── EXERCISE INPUT

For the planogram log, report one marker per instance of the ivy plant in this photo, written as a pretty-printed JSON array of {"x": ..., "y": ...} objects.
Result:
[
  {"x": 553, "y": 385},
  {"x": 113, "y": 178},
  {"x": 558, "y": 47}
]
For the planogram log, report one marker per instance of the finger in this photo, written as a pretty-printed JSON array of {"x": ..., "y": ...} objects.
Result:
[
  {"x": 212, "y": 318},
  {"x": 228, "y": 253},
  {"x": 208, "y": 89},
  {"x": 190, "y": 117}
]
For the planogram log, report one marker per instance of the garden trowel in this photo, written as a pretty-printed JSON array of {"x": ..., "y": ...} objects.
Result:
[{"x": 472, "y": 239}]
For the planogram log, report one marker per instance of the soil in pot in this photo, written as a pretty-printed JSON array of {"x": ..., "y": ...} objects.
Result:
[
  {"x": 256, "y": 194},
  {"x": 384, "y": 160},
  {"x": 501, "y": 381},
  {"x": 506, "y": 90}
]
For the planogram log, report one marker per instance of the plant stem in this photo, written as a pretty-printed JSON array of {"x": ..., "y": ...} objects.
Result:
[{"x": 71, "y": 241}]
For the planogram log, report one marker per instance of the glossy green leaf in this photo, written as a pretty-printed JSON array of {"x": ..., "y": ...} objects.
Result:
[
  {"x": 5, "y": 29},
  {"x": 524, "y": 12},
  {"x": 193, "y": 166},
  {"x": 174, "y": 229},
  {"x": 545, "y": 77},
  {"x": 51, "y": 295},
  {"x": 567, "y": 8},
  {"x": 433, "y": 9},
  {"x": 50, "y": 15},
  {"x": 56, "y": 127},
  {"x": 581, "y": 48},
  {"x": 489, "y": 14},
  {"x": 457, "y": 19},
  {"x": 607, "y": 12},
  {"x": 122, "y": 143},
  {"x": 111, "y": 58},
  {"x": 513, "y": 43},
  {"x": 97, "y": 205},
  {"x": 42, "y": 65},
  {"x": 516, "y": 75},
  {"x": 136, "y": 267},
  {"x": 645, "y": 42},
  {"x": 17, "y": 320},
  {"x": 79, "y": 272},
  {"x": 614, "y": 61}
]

────

(WHAT YOU HAVE TO DO):
Please output the entire listing exactly as it stands.

(RESULT):
For the planogram log, report one marker per instance of the ivy plant in this photo, written as a pretty-printed JSON array of {"x": ..., "y": ...} objects.
Result:
[
  {"x": 553, "y": 385},
  {"x": 113, "y": 178},
  {"x": 558, "y": 47}
]
For the planogram log, report one marker per instance of the finger in this photo, written as a pretty-printed JSON array of {"x": ..., "y": ...} objects.
Result:
[
  {"x": 212, "y": 318},
  {"x": 228, "y": 253},
  {"x": 208, "y": 89},
  {"x": 190, "y": 117}
]
For the planogram log, report one marker per instance of the garden trowel in this photo, written as a pretty-printed JSON array of {"x": ..., "y": ...} objects.
Result:
[{"x": 472, "y": 239}]
For the planogram log, report one marker per instance of the soil in pot in this photo, written as a pretty-printed JSON array of {"x": ..., "y": ...} objects.
Result:
[
  {"x": 256, "y": 194},
  {"x": 384, "y": 160},
  {"x": 501, "y": 381},
  {"x": 506, "y": 90}
]
For the planogram log, report one marker per instance of the plant stem in this photo, written as a pretty-printed JSON array of {"x": ..., "y": ...} objects.
Result:
[{"x": 71, "y": 241}]
For the planogram log, report one marker per instance of the glossy green leaf in this photo, written as a pretty-printed JSON array of {"x": ..., "y": ...} objects.
Result:
[
  {"x": 5, "y": 29},
  {"x": 524, "y": 12},
  {"x": 193, "y": 166},
  {"x": 174, "y": 229},
  {"x": 545, "y": 77},
  {"x": 51, "y": 295},
  {"x": 567, "y": 8},
  {"x": 433, "y": 9},
  {"x": 50, "y": 15},
  {"x": 56, "y": 127},
  {"x": 581, "y": 48},
  {"x": 489, "y": 14},
  {"x": 457, "y": 19},
  {"x": 607, "y": 12},
  {"x": 122, "y": 143},
  {"x": 111, "y": 58},
  {"x": 513, "y": 43},
  {"x": 97, "y": 205},
  {"x": 42, "y": 65},
  {"x": 516, "y": 75},
  {"x": 136, "y": 267},
  {"x": 645, "y": 42},
  {"x": 17, "y": 320},
  {"x": 79, "y": 272},
  {"x": 614, "y": 61}
]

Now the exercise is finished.